Más
que una crítica, la confesión del alcalde metropolitano,
Juan Barreto, de que “mientras la oposición muestra
voceros juveniles y rostros nuevos, nosotros vamos
envejeciendo poco a poco y por la dinámica política nos
vamos viendo cansados”, expresa la sensación física de la
esclerosis múltiple, de la metástasis fulminante y
abrasiva que signa el crepúsculo de la revolución que, por
proponerse realizar un fracaso anticipado, nació vieja.
Se descubre en la estampa no precisamente fina del propio
Barreto que una vez, por cierto, fue ágil, alada, ancha de
dinámica y exterioridades, y hoy luce reducida a una
posición sedente y totémica según la ley de gravedad ha
ido dando cuenta de sus desplazamientos y liviandades.
Típica de los burócratas, de quienes como funcionarios
lejos de entender que la revolución es preocuparse de la
seguridad de los ciudadanos, recoger la basura, promover
el empleo, controlar la inflación, visitar los mercados y
construir viviendas, escuelas y hospitales dignos, la
cogen por teorizar, predicar y profetizar y convertirla en
una dimensión verborreica en la que la realidad y la
práctica se abominan como herejías.
Lo cual no es sino una expresión extrema de hugolatría, ya
que si nuestra misión en el mundo es olvidarnos de la
minucias, de los detalles que deben resolver los menos
dotados y vivir solo para lo trascendente, las grandes
cuestiones que atañen a lo superior, lo sublime y
fundacional ¿qué nos separa entonces de los dioses, de los
héroes y superhéroes?
Solo que la inseguridad, la basura, el desempleo, el
desabastecimiento, la inflación, la falta de viviendas,
escuelas y hospitales dignos crecen, se agigantan, se
multiplican y pueden devenir en ingredientes de esos
escenarios abigarrados, fantasmales y pestilentes donde la
humanidad no se mide en términos de comer 3 veces al día,
vestir decentemente, darse un viajecito por los países
vecinos si nos place, irse de compra a la librería más
cercana por que la última novela de Vargas Llosa está
demasiado buena o simplemente hacer lo que nos salga del
forro.

CONTENIDO DE DATOS =
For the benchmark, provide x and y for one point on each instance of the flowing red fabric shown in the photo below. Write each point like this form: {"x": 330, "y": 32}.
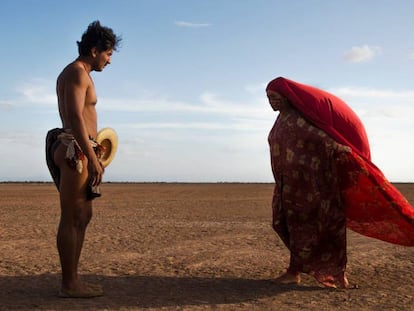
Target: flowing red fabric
{"x": 374, "y": 207}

EXPLORAR EL MATERIAL =
1. Reescribe el fragmento del texto mostrado desde "Típica de los" hasta "abominan como herejías.", sustituyendo "burócratas" por "tecnócratas".
2. Traduce al inglés esta oración del texto mostrado: "Se descubre en la estampa no precisamente fina del propio Barreto que una vez, por cierto, fue ágil, alada, ancha de dinámica y exterioridades, y hoy luce reducida a una posición sedente y totémica según la ley de gravedad ha ido dando cuenta de sus desplazamientos y liviandades."

RESULTADOS =
1.
Típica de los tecnócratas, de quienes como funcionarios
lejos de entender que la revolución es preocuparse de la
seguridad de los ciudadanos, recoger la basura, promover
el empleo, controlar la inflación, visitar los mercados y
construir viviendas, escuelas y hospitales dignos, la
cogen por teorizar, predicar y profetizar y convertirla en
una dimensión verborreica en la que la realidad y la
práctica se abominan como herejías.

2. It can be seen in the not exactly slender figure of Barreto himself, which once, by the way, was agile, winged, broad in dynamism and outward show, and today looks reduced to a seated, totemic posture as the law of gravity has gradually taken its toll on his movements and lightness.